STUDY TEXT ->
==============================
To date more than 260 spacecraft have crashed in a part of the South Pacific between Chile, New Zealand and Antarctica sometimes called "the oceanic pole of inaccessibility" or "the spacecraft cemetery."

Here & Now's Peter O'Dowd speaks with Holger Krag, head of the European Space Agency's space debris office.

Interview Highlights

On what to expect from Tiangong-1's re-entry

"The mass of the spacecraft is 8 1/2 tons. A good rule of thumb from past re-entries is that 20 percent of the mass could survive the really harsh conditions during the atmospheric re-entry, and then touch ground. We should not imagine this like the impact of a meteoroid — a meteoroid will punch a crater into the ground. Here we rather have fall-off fragments that just fall with a terminal velocity of what everything falls with, about 300 kilometers an hour. And that's not enough to punch a crater. So we will find, if you're lucky, we will find stuff lying on the ground. More likely it will be in water and never be seen."

On how the "graveyard" works

"Most safety standards ask not to do these kind of uncontrolled re-entries, where you cannot precisely predict where they will fall, but to do controlled re-entries. That means, as long as you have control over the spaceship and you have enough fuel, there is some sort of end-of-life maneuver performed ... big enough and controlled enough such that the trajectory of the spacecraft will end up over the South Pacific Ocean. And that's an ocean area that is the largest area of the world that is unpopulated. So it is about 3,000 times 2,000 kilometers long. So that will make sure that all fragments — even though fragments, even in a controlled re-entry, can fall over a long distance, 1,000, sometimes 2,000 kilometers. But this ocean area is so large that even the frequent trail of such re-entries will fit inside."
==============================
GIVEN RECORDS ->
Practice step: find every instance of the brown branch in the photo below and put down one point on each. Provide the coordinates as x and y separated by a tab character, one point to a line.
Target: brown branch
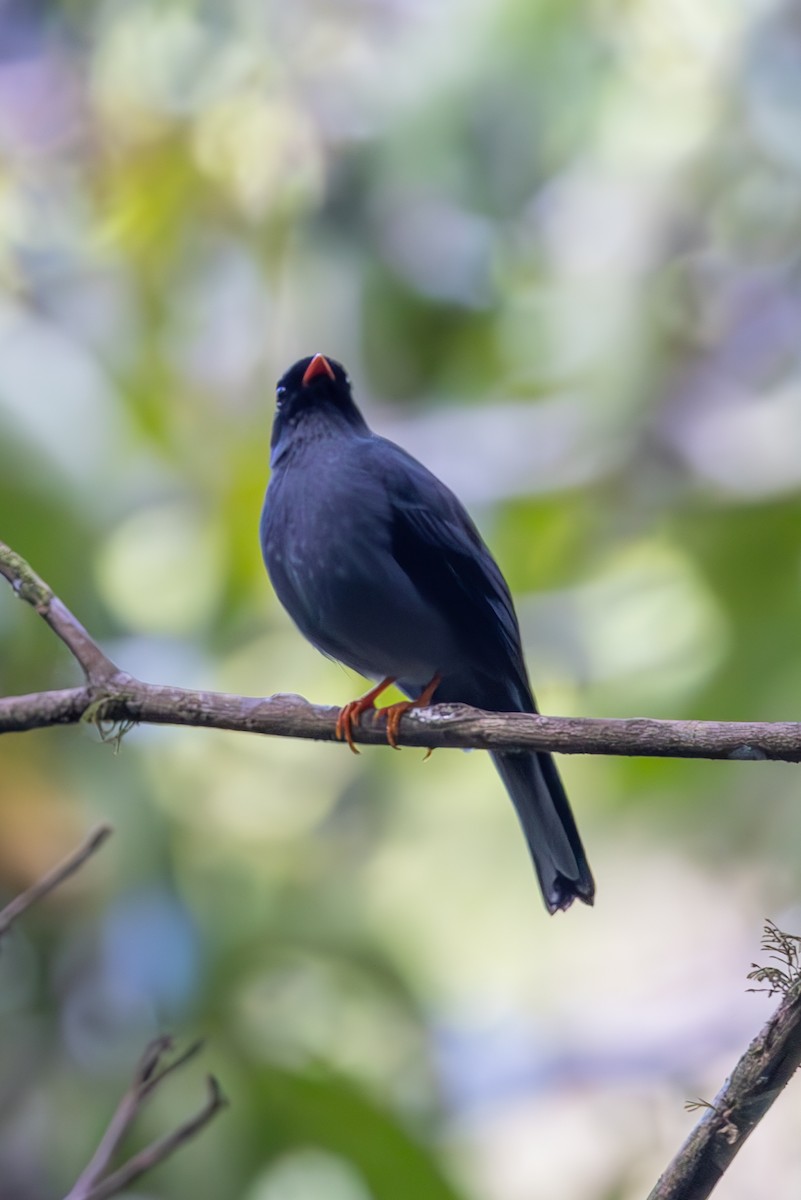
112	696
457	726
29	587
53	879
756	1083
94	1183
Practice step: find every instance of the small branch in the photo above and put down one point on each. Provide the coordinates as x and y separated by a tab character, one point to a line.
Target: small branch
35	592
149	1077
756	1083
456	726
112	696
53	879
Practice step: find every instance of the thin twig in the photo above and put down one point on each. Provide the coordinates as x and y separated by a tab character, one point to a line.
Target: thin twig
756	1083
30	587
53	879
150	1074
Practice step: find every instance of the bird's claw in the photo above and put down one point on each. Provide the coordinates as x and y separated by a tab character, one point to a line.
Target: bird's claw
347	718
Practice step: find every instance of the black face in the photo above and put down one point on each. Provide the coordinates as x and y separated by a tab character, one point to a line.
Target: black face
315	391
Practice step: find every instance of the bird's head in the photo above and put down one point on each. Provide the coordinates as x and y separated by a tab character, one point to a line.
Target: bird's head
313	400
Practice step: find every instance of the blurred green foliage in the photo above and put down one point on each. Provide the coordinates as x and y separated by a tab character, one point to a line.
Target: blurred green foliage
556	246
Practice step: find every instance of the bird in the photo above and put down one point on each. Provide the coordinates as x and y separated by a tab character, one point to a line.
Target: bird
380	567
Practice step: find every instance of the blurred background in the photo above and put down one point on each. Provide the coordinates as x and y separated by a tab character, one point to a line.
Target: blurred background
556	246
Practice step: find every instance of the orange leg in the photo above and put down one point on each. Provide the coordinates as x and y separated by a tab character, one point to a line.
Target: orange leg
395	712
351	712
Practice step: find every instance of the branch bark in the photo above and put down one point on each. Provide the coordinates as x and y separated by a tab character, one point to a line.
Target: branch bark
110	696
756	1083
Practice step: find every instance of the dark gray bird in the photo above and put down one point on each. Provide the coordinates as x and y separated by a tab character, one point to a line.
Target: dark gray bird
380	567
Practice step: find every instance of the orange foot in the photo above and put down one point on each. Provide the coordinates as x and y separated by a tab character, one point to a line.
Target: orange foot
395	712
350	714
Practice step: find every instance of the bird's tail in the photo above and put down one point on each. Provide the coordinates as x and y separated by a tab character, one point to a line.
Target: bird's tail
536	790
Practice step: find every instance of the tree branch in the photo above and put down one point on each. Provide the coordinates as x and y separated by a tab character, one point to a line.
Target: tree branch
756	1083
149	1077
29	587
53	879
113	696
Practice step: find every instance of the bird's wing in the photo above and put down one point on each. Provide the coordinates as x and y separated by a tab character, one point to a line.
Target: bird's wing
438	546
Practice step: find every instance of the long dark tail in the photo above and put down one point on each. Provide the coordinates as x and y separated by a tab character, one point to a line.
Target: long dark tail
536	790
535	787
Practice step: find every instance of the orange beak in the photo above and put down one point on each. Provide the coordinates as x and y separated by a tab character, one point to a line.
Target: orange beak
319	365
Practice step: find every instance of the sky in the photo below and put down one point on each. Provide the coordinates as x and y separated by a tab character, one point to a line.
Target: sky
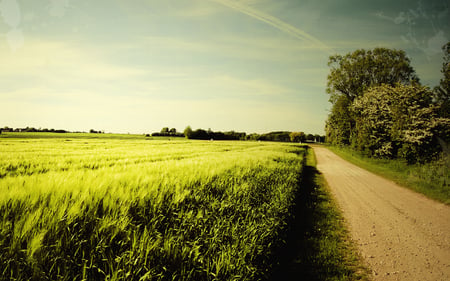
243	65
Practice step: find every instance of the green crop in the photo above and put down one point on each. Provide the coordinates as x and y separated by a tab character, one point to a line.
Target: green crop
136	209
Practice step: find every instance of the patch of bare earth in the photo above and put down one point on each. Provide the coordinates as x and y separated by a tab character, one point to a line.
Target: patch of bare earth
401	234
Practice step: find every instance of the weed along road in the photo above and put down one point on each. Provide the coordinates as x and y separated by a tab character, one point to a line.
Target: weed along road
402	235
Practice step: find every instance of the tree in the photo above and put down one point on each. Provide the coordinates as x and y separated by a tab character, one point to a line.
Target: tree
165	131
339	125
297	137
353	73
188	132
399	121
442	92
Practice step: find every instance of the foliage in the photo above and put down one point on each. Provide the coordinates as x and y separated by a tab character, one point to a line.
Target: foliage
398	121
188	132
97	209
442	92
352	74
340	122
297	137
380	109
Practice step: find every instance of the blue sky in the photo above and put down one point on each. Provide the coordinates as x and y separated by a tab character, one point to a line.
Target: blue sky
247	65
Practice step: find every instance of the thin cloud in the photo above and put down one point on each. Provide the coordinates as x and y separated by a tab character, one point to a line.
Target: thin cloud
277	23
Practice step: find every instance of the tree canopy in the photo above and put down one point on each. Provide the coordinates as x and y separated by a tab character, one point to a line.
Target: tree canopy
380	108
352	74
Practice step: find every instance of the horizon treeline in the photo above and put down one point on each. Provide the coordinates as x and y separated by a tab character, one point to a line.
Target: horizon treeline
199	134
380	108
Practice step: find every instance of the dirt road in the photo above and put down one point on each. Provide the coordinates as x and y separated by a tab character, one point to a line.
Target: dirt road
401	234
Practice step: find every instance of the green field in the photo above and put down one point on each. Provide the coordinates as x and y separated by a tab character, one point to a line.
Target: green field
79	207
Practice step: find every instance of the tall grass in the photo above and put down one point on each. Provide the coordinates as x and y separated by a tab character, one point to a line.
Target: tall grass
105	209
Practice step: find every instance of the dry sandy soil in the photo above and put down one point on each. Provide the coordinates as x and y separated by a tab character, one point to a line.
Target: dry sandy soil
402	235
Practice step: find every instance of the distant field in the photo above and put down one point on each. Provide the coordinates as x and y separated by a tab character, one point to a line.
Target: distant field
130	208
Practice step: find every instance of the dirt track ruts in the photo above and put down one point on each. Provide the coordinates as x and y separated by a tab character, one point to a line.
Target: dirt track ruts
402	235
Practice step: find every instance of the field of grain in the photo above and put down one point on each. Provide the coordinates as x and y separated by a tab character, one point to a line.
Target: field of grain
78	208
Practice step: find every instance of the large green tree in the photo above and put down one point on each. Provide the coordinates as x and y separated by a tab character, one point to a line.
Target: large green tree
351	74
399	121
442	92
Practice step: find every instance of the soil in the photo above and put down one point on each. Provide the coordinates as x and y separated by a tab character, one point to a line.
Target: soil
402	235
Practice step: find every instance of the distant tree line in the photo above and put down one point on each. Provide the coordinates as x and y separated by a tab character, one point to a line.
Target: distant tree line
166	132
380	108
31	130
279	136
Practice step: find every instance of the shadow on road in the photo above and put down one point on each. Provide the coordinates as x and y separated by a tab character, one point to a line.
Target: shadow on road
313	250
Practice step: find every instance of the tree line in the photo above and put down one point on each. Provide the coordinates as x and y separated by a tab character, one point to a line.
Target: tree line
202	134
31	130
379	106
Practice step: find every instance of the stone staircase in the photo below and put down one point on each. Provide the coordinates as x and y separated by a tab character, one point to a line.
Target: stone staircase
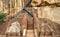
30	33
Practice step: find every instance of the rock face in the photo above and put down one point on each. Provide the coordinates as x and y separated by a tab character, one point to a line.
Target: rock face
14	28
==============================
REQUIREMENT 1 -> Please print the passage from the space debris interview that begins at the words "To date more" and stops after "space debris office.".
REQUIREMENT 2 -> In the space debris interview, what speed does Holger Krag give for the terminal velocity of fall-off fragments?
REQUIREMENT 3 -> Go on with the space debris interview from its last sentence.

RESULT 1 ->
To date more than 260 spacecraft have crashed in a part of the South Pacific between Chile, New Zealand and Antarctica sometimes called "the oceanic pole of inaccessibility" or "the spacecraft cemetery."

Here & Now's Peter O'Dowd speaks with Holger Krag, head of the European Space Agency's space debris office.

RESULT 2 -> About 300 kilometers an hour.

RESULT 3 ->
On what it takes to get spacecraft to land in this part of the ocean

"You need to have an engine that is capable of performing really large maneuvers. You can fire the engine, and that's really a big burn that you have to do — 20 minutes, sometimes 30 minutes of thrusting — to bring the orbit down in such a way that the trajectory ends up on the surface of the sea. And only by this you can ensure that the spacecraft will fragment over this unpopulated area."

On what else is at the bottom of the ocean there

"We find five European cargo ships of 20-ton mass, so much, much more heavy than the Chinese space station. They have been dumped there in a controlled fashion as well. And beyond that you find many, many, many other larger spacecraft."

On whether the debris poses an environmental risk

"I had never really had anybody expressing concerns over this. I think the concern to have people injured is much larger. We have been analyzing, though, what kind of potentially toxic material we would leave behind. So most of the things are aluminum, carbon-reinforced plastics, stainless steel, that will not do really harm to nature. There is of course fuel, hydrogen, that is toxic. But we know from experience and calculations and even observations that first of all, tanks should be empty after the maneuver. But even if they are not, we found that in the upper atmosphere, they would explode and the hydrogen would burn up with the oxygen in the atmosphere to products that are not toxic."

This article was originally published on November 20, 2017.

This segment aired on November 20, 2017.